* **EXCERPT PROVIDED**

- - -

Nippon Steel is poised to invest billions in Gary Works. There are groundbreakings and major job announcements, recent economic development wins, new money to revitalize downtown. The train to Chicago goes faster. Crime is down.

“Gary has a lot to prove,” Melton told IndyStar on our recent reporting tour stop in Lake County. “We got a lot to prove to ourselves, but more importantly to everybody that has counted us out.”

There’s been a longstanding disconnect between Lake County, where Gary is one of the largest cities, and its political leaders in Indianapolis, a divide that Melton says he’s uniquely positioned to bridge.

It’s not just that he and his neighbors cheer the Chicago Bulls instead of the Indiana Pacers. Melton said he can’t tiptoe around the history of racism and past local mismanagement that he believes have held Gary and the surrounding area back in past decades.

“That’s the past, right,” said Melton, a former state senator who took office as mayor in 2024. “Those are the things that we’re recovering from and trying to overcome.”

Things are already much improved from his first year as a state senator in 2017, when the state took control of Gary Community School Corp., which he attended as a child. That was “the hardest thing in my life” to deal with, Melton said.

By the end of his tenure in 2023, he was helping Gary secure new investments including casino tax revenue and millions to build a new train station. The schools came back under local control last year.

“My experience down there helped me to be prepared for right now in this moment,” said Melton. “(Leading) a predominantly Black city in a predominantly Democratic county in a predominantly Republican legislature. I know how to navigate those waters. I’m not saying I’ve mastered it, but I know it has allowed us to get further down the road. … Why wouldn’t you want to turn around one of America’s iconic cities? Who loses?”

- - -

* **WHAT YOU SHOULD DO**
Copy word for word the portion of the passage on Gary from "Things are already" to "control last year.". The lines that come next are separate material, unconnected to the passage on Gary.

(Entries from a pointing dataset)
- - -

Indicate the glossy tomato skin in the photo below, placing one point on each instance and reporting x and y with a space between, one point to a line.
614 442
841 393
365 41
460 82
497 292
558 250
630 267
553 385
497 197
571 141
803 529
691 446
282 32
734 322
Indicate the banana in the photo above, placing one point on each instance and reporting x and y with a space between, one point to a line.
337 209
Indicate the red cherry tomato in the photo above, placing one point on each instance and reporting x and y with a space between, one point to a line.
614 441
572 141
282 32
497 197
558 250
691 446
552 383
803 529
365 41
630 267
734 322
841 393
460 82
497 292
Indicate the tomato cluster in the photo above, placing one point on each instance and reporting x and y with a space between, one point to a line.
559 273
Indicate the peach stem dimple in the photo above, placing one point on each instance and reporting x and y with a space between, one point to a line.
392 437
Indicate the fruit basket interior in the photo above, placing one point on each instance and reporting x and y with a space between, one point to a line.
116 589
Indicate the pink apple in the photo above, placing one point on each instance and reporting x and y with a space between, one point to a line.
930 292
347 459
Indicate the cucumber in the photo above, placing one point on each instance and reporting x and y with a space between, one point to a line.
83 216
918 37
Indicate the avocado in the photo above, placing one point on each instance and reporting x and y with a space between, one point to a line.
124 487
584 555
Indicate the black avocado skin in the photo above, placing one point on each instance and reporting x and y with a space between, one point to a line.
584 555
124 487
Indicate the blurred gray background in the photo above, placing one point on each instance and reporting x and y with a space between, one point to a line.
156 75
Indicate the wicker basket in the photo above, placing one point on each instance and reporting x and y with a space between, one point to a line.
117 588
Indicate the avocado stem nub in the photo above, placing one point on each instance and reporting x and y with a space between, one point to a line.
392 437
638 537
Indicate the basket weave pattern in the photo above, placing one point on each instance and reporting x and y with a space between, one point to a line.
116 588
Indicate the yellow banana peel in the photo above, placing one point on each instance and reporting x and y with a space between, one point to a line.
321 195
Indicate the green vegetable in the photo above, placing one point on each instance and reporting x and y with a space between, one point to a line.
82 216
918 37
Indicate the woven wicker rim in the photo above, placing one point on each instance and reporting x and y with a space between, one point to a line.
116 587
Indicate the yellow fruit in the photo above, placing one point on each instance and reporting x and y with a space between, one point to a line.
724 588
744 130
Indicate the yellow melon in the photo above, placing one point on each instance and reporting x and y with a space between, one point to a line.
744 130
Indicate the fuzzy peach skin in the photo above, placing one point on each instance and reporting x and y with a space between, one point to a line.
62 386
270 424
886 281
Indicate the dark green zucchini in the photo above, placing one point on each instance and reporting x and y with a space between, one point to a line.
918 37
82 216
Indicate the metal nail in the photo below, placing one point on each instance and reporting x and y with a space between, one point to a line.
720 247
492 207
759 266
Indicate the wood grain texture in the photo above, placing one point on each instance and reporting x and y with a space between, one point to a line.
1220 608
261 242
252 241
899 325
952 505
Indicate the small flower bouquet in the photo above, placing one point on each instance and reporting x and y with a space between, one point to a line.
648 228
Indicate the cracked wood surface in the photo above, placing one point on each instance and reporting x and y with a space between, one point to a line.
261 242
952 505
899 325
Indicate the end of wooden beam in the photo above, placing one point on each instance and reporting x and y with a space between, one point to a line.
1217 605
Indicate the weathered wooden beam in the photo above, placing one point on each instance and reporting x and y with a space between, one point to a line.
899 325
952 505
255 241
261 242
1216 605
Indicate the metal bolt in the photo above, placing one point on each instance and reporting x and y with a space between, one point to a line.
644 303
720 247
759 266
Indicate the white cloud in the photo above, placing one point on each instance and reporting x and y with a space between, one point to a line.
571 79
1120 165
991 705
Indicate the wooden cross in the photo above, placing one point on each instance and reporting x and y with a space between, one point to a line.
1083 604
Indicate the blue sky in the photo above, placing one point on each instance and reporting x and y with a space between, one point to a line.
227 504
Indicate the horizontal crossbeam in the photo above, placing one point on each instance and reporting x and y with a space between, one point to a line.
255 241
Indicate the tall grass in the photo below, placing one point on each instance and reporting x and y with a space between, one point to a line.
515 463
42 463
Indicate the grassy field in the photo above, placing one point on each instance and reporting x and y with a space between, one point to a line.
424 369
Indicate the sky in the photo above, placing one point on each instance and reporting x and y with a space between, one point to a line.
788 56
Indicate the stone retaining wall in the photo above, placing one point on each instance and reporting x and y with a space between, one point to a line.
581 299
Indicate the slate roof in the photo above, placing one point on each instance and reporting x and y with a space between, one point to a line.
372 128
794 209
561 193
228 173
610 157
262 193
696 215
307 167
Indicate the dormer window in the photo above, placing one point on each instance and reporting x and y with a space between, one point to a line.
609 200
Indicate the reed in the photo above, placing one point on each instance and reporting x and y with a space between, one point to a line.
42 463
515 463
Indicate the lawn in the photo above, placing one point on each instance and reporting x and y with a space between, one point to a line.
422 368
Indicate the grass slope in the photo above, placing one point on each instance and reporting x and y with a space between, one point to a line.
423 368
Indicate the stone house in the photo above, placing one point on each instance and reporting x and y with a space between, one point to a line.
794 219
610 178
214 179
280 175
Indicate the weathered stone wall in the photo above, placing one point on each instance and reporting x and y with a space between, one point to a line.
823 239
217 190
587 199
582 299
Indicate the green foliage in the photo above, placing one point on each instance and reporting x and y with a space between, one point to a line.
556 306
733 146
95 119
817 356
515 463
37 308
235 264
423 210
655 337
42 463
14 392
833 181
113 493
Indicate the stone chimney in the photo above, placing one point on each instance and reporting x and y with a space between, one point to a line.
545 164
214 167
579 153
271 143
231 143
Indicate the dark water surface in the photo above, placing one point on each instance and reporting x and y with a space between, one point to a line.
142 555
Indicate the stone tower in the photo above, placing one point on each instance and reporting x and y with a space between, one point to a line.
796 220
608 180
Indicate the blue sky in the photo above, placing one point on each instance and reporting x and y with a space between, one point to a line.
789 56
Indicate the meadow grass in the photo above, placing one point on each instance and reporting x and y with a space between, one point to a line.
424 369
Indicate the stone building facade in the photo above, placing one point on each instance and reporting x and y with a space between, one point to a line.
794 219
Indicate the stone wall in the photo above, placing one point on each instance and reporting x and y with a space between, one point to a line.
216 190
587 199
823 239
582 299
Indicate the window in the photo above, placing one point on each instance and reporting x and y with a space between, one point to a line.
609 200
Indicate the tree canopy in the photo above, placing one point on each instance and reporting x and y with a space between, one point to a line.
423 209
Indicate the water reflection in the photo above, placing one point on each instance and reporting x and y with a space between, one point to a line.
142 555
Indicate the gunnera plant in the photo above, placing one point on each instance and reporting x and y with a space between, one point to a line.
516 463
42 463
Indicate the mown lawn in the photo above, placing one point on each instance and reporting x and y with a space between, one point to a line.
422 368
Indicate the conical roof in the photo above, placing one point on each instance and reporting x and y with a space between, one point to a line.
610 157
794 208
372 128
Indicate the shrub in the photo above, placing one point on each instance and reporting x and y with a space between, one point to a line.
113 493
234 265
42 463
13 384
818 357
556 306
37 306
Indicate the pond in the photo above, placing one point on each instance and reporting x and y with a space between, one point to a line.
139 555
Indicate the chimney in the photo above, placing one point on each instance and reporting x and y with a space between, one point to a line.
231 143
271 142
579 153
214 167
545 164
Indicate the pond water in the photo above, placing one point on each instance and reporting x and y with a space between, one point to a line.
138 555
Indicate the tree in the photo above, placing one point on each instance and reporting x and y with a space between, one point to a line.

- - -

* **SOLUTION TO THE EXERCISE**
Things are already much improved from his first year as a state senator in 2017, when the state took control of Gary Community School Corp., which he attended as a child. That was “the hardest thing in my life” to deal with, Melton said.

By the end of his tenure in 2023, he was helping Gary secure new investments including casino tax revenue and millions to build a new train station. The schools came back under local control last year.